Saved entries
<<<<

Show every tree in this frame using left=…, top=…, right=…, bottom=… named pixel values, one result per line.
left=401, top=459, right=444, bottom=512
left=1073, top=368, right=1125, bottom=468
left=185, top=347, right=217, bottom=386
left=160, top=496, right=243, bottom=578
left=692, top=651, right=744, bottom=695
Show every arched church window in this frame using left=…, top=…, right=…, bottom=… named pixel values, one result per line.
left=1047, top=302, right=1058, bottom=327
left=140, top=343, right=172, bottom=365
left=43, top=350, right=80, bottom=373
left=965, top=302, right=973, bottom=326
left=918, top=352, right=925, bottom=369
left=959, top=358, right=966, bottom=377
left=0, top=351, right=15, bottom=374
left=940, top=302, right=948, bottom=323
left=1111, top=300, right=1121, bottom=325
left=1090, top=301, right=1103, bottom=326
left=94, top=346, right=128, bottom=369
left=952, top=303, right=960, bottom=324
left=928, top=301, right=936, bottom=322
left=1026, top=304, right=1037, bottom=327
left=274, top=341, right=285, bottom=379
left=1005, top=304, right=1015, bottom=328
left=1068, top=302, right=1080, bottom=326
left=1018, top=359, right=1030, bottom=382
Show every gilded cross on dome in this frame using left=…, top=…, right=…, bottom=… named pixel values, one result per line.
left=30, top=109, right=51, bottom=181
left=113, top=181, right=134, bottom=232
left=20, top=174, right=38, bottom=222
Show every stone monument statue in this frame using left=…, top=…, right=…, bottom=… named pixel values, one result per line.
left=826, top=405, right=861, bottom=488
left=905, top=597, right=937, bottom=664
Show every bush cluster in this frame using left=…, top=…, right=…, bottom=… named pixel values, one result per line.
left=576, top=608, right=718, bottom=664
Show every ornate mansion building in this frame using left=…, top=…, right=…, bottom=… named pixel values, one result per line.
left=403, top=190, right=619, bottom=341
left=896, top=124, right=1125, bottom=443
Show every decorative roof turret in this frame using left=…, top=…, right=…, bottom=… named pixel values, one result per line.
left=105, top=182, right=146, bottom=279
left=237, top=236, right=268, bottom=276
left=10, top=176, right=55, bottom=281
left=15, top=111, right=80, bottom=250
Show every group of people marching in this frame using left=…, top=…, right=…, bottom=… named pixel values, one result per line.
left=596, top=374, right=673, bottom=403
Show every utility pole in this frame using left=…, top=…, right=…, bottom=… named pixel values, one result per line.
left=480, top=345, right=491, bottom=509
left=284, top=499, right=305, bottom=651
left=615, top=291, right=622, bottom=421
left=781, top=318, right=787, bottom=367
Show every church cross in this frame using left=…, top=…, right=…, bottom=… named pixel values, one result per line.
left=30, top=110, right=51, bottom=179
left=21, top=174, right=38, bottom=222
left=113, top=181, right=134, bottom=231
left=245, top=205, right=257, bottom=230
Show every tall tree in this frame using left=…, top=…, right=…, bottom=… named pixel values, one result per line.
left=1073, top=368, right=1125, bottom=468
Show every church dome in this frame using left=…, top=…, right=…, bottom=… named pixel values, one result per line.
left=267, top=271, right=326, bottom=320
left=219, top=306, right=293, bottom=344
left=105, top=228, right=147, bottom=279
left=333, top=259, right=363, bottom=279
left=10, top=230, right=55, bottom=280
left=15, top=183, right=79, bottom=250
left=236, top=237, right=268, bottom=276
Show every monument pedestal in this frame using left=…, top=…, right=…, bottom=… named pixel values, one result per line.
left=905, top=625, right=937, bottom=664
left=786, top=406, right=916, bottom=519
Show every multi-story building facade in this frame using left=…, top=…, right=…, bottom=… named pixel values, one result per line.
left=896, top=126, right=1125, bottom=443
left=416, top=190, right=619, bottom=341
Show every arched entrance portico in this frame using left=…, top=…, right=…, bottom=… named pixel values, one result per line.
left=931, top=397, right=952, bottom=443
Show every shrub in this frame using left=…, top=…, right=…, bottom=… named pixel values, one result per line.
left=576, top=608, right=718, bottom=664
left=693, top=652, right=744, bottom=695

>>>>

** Activity **
The answer must consist of all the entries, copied exactly.

** Task answer **
Show every tree in this frame using left=…, top=…, right=…, bottom=… named pixel values, one result per line.
left=401, top=459, right=444, bottom=512
left=1073, top=368, right=1125, bottom=468
left=185, top=347, right=217, bottom=386
left=160, top=496, right=243, bottom=578
left=692, top=651, right=744, bottom=695
Show every arched church window in this frame using left=…, top=…, right=…, bottom=… named pixel values, one result per line.
left=1047, top=302, right=1058, bottom=327
left=140, top=343, right=172, bottom=365
left=43, top=350, right=80, bottom=373
left=965, top=302, right=973, bottom=326
left=918, top=352, right=925, bottom=369
left=959, top=358, right=966, bottom=377
left=0, top=351, right=15, bottom=374
left=940, top=302, right=948, bottom=323
left=1111, top=300, right=1121, bottom=325
left=1090, top=301, right=1103, bottom=326
left=94, top=346, right=128, bottom=369
left=952, top=303, right=960, bottom=324
left=928, top=301, right=936, bottom=322
left=1026, top=304, right=1037, bottom=327
left=274, top=341, right=285, bottom=379
left=1005, top=304, right=1015, bottom=328
left=1068, top=302, right=1080, bottom=326
left=1018, top=359, right=1030, bottom=382
Show every gilded cross on dome in this frame using left=…, top=…, right=…, bottom=… named pixel values, one result per line.
left=30, top=109, right=51, bottom=181
left=113, top=181, right=134, bottom=232
left=20, top=174, right=38, bottom=222
Show every stone monument statue in this frame using left=…, top=…, right=…, bottom=… named pixel values, one result per line.
left=826, top=405, right=861, bottom=488
left=905, top=597, right=937, bottom=664
Show every bush cluster in this frame using left=…, top=…, right=…, bottom=… named pixel values, one result per line.
left=576, top=608, right=718, bottom=664
Show every ornate mansion building in this frame using left=…, top=…, right=…, bottom=… named pixel values, one result per line.
left=403, top=190, right=619, bottom=341
left=896, top=124, right=1125, bottom=443
Show every decorative roof turret in this frame using left=…, top=…, right=…, bottom=… named pixel values, one result per line.
left=105, top=182, right=146, bottom=279
left=237, top=236, right=268, bottom=276
left=10, top=176, right=55, bottom=281
left=15, top=111, right=80, bottom=250
Show every group of people marching in this frame using left=…, top=…, right=…, bottom=… named pixel values, one result per line.
left=596, top=374, right=673, bottom=403
Show every utility pole in this frame using left=…, top=…, right=…, bottom=… named pixel values, one result per line.
left=480, top=345, right=491, bottom=509
left=284, top=499, right=305, bottom=651
left=615, top=291, right=622, bottom=421
left=781, top=318, right=787, bottom=367
Show every church cross in this frame using left=…, top=…, right=…, bottom=… named pixel values, one result per line.
left=30, top=110, right=51, bottom=179
left=21, top=174, right=38, bottom=222
left=113, top=181, right=134, bottom=231
left=245, top=205, right=257, bottom=230
Show every tall tree in this frame using left=…, top=…, right=…, bottom=… named pixel values, one result per line.
left=1073, top=368, right=1125, bottom=468
Show every church dome in this frame using left=…, top=…, right=…, bottom=… named pixel values, one result per line.
left=267, top=271, right=326, bottom=320
left=219, top=306, right=293, bottom=344
left=105, top=228, right=147, bottom=279
left=333, top=259, right=363, bottom=279
left=10, top=230, right=55, bottom=280
left=15, top=183, right=79, bottom=250
left=236, top=237, right=268, bottom=276
Show every monument pedestal in this frame using left=…, top=…, right=…, bottom=… named pixel values, one result per line.
left=905, top=625, right=937, bottom=664
left=786, top=406, right=916, bottom=519
Show every multi-story building facade in this frame using left=…, top=…, right=…, bottom=… named pixel values, one result per line.
left=896, top=126, right=1125, bottom=443
left=416, top=190, right=619, bottom=341
Show every arched entrance portico in this frame using left=…, top=…, right=…, bottom=… named pixel values, one result per line.
left=931, top=397, right=952, bottom=443
Show every shrub in this frame using left=…, top=…, right=…, bottom=… named pixel values, one result per line.
left=576, top=608, right=718, bottom=664
left=693, top=652, right=744, bottom=695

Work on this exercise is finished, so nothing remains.